Source extract —
Anyway, I went to Sprinsgtowne in 79-80 and was the only "whiteboy" there lol but I make friends easy and enjoyed my time there. Back then the race card was played pretty heavily and I have to admit I graduated from the school of hard knocks growing up in the nighborhood I did as a "cracker" but it gave me the charachter I have today and I wouldn't change much.

I made allot of good friends there and still know people there, I stayed off of Admiral Callahan Lane at the top of the hill there in some apartments and used to walk quite a ways to school and I recall many fights lol.

This would be good coffee talk man to reminence over them days it was the best of times it was the worst of time (as Dickens would say.) I joined the US Navy in 1980 to sorta get out of there and grow up and when I got out I went to Sac in late 84 (I am 40.)

Anyway I would of course want a lighter hood but yours looks tite and like I said hollar at Brandon for me and let him know I bought a Goat because he used to racer my 350Z that had both N20 and a Procharger and I haven't seen him since then, also tell him and mom that I got divorced  he will understand he knew what I was going through back then.

Later man!

Max


----------



## Dave Wolin (Jan 16, 2005)

*Racing*

Take a look at my post under racing for links to all the open road racing sites. After you've done one of these, half an hour at 150 mph or so, you'll never go back to autocrossing.

Re: California GTO owners - why don't we plan a get together for lunch in a midway spot - Modesto, Turlock, Merced, etc.


----------



## RED68GTO (Nov 1, 2004)

Hi all, I am active in Fresno area pontiac club. I have a couple "older goats" but one of our members has an 04. Fresno might be a good place to hook up, and BTW, in Sept of this year we are putting on a Western regional all Pontiac show at Bass Lake. We would even make a seperate class for new gen GTO's if a few showed up

would love to hear some feedback


----------



## GasTiresandOil (Aug 2, 2004)

RED68GTO said:


> We would even make a seperate class for new gen GTO's if a few showed up
> 
> would love to hear some feedback



I see in the show there is going to be a position for the new GTO in stock trim, but I don't see a category for the modified. Is there going to be a class for modified new GTO's or will they be grouped up with other modified Pontiacs? Anyhow, still debating over the regionals this year due to scheduling. Last year in Reno was a blast though.

Records shown —
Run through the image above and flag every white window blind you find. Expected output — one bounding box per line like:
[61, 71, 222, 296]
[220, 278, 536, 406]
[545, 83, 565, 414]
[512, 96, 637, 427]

Objectives —
A – According to the forum thread, where will the Western regional all Pontiac show be held?
B – Copy all five lines of the rows in Block 1 with no changes.

Written answers —
A – At Bass Lake.

B –
Run through the image above and flag every white window blind you find. Expected output — one bounding box per line like:
[61, 71, 222, 296]
[220, 278, 536, 406]
[545, 83, 565, 414]
[512, 96, 637, 427]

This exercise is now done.